Roll Dice - TekMol
https://www.google.com/search?q=d8
======
themodelplumber
This is pretty cool. Not only are the graphics pleasant, but the interface is
more elegant (I think is the right term) than I was thinking.

I like to play Supers! RED, where your superhero character / vehicle /
organization stats and powers are rated by the number of D6 you get to roll
when those stats are relevant to an outcome. So my first thought was, "ok, if
my character has a 5D super-weapon, how do I roll 5D6 here?" But within a
couple seconds it was intuitively clear--tap the die in the dice-toolbar
again, to count up to 5 dice. And tapping/clicking in this way isn't even that
annoying a mechanism as compared to some spinner-based mechanisms. For one,
you get a graphical animation effect with each new die. So that aspect is
really nice. Kudos to the developers.

------
ChrisGranger
DuckDuckGo offers a dice rolling tool as well, although this Google one is a
lot prettier.

[https://duckduckgo.com/?q=roll+3d12&ia=answer](https://duckduckgo.com/?q=roll+3d12&ia=answer)

[https://duckduckgo.com/?q=roll+two+dice&ia=answer](https://duckduckgo.com/?q=roll+two+dice&ia=answer)

------
theandrewbailey
With physics: [http://a.teall.info/dice/](http://a.teall.info/dice/)
···
> _Tasks to perform_
[a] From the dice-rolling thread, reproduce the passage from "Roll Dice - TekMol" up to and including "I was thinking.".
[b] Name every user who posted a comment in the dice-rolling thread.
[c] Condense the paragraph of the dice-rolling thread that begins "I like to play Supers! RED" into a shorter version that keeps its main facts.
···
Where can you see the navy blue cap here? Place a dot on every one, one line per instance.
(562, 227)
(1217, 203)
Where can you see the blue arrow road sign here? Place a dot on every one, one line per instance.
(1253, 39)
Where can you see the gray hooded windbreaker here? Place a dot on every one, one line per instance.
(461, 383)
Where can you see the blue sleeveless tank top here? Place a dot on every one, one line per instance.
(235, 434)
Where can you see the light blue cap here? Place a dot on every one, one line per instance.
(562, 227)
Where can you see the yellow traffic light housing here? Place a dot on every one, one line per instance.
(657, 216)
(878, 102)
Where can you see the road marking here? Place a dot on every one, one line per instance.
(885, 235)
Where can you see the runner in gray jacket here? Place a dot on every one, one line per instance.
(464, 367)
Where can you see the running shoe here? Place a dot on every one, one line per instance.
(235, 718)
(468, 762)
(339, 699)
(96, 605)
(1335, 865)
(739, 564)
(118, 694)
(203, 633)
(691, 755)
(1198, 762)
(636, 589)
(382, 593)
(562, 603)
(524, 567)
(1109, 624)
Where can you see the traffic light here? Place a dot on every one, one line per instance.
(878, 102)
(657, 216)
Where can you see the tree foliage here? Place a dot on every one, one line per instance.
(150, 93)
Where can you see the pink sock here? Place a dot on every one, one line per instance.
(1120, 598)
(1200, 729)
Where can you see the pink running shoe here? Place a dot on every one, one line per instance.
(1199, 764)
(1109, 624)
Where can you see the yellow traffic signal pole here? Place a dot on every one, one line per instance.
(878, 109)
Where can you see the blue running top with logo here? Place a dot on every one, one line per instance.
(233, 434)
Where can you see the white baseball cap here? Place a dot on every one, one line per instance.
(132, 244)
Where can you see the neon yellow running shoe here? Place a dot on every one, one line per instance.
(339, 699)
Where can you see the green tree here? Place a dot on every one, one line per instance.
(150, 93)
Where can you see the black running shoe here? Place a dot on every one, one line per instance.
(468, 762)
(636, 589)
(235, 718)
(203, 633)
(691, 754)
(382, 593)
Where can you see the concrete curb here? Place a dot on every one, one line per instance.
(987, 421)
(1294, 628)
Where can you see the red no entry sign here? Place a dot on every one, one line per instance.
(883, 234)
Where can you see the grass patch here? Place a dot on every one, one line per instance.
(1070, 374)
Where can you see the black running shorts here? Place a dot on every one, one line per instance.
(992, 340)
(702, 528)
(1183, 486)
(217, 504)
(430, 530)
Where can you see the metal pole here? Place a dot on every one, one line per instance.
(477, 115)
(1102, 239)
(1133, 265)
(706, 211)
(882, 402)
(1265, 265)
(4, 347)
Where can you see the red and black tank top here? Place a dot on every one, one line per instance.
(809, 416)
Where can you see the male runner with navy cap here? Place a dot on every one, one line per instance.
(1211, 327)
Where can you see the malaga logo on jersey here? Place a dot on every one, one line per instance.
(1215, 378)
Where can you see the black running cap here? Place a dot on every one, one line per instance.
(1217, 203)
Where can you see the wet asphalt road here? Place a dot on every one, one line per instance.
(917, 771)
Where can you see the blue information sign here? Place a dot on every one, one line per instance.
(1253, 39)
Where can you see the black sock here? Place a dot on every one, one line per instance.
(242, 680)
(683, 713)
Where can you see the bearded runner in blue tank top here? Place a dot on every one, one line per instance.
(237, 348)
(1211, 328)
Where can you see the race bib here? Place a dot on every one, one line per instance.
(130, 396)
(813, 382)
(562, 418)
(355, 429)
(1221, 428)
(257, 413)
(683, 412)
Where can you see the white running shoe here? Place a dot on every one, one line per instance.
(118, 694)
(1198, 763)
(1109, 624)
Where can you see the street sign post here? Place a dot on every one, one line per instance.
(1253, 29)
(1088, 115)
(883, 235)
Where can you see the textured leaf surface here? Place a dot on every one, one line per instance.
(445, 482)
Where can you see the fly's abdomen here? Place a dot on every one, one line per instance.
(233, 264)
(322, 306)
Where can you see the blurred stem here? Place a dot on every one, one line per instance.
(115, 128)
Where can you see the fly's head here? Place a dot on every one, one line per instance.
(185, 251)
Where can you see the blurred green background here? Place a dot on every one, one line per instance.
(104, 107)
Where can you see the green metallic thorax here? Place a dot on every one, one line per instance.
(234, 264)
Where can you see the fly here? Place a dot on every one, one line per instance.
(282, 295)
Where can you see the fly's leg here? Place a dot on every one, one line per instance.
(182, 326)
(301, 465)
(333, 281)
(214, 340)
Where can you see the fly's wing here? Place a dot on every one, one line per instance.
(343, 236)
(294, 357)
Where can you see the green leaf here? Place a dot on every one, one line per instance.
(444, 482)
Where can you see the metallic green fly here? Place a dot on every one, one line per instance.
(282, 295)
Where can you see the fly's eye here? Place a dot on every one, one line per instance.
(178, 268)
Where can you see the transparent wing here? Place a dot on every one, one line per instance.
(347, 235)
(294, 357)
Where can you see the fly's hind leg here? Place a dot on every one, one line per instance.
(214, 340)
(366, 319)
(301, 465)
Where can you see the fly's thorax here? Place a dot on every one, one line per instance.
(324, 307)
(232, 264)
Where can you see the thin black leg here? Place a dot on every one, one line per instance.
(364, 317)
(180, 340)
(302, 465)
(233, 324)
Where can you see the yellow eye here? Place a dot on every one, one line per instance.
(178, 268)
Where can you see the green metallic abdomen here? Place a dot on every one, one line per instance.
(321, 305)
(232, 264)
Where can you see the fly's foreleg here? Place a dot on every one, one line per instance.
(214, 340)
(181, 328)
···
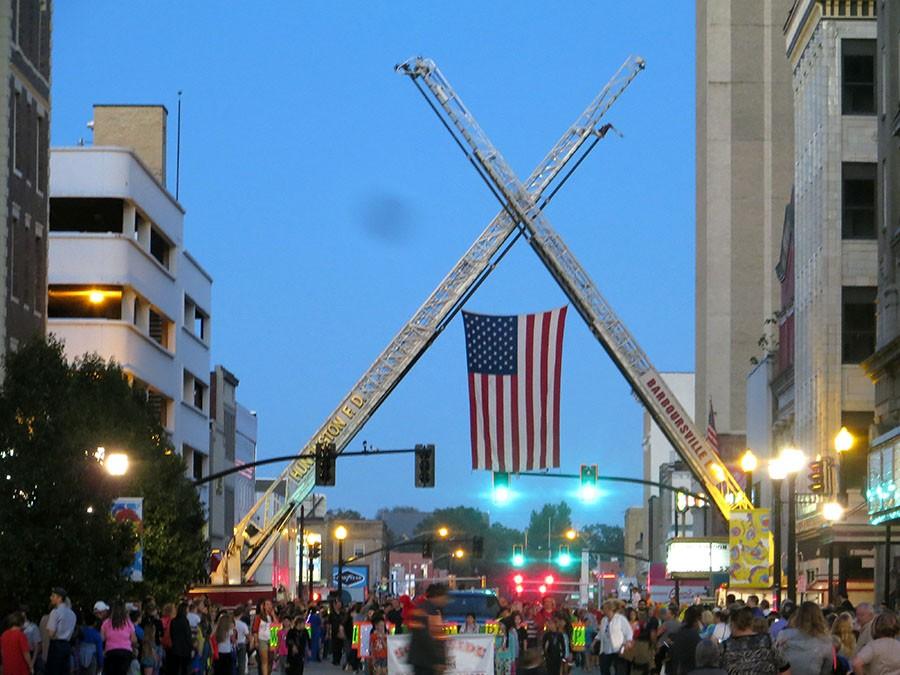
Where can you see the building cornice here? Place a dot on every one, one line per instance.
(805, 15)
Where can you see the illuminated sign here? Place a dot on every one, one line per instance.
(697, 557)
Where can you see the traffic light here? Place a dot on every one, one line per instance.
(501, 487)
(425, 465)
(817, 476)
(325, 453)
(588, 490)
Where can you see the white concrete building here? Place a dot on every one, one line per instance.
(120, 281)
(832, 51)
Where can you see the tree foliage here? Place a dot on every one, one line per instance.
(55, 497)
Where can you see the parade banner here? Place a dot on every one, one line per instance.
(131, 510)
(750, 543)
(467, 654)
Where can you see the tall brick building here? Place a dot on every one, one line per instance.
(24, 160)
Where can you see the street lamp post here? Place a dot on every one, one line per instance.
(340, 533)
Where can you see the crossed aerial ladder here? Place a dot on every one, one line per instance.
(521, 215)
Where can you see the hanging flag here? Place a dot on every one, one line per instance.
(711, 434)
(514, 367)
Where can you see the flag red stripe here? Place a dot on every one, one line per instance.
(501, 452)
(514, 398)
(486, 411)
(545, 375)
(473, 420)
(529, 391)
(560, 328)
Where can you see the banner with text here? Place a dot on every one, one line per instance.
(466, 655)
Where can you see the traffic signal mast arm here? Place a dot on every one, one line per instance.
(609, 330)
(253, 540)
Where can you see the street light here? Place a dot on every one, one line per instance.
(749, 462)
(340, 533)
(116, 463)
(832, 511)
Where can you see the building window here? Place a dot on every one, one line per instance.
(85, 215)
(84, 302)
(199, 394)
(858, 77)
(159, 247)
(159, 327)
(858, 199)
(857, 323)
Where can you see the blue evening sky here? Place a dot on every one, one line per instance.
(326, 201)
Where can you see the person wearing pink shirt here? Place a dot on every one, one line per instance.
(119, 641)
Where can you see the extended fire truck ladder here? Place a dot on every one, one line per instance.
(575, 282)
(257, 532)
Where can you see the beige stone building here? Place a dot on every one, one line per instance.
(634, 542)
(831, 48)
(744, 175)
···
> _Outputs by task_
[a]
Roll Dice - TekMol
https://www.google.com/search?q=d8
======
themodelplumber
This is pretty cool. Not only are the graphics pleasant, but the interface is
more elegant (I think is the right term) than I was thinking.

[b]
themodelplumber
ChrisGranger
theandrewbailey

[c] In Supers! RED, the stats and powers of a superhero character, vehicle, or organization are rated by how many D6 are rolled when those stats affect an outcome. The poster wondered how to roll 5D6 for a 5D super-weapon but soon saw that tapping the die in the dice toolbar again counts up to 5 dice. This tapping is not as annoying as some spinner-based mechanisms, partly because each new die brings a graphical animation. The poster credits the developers.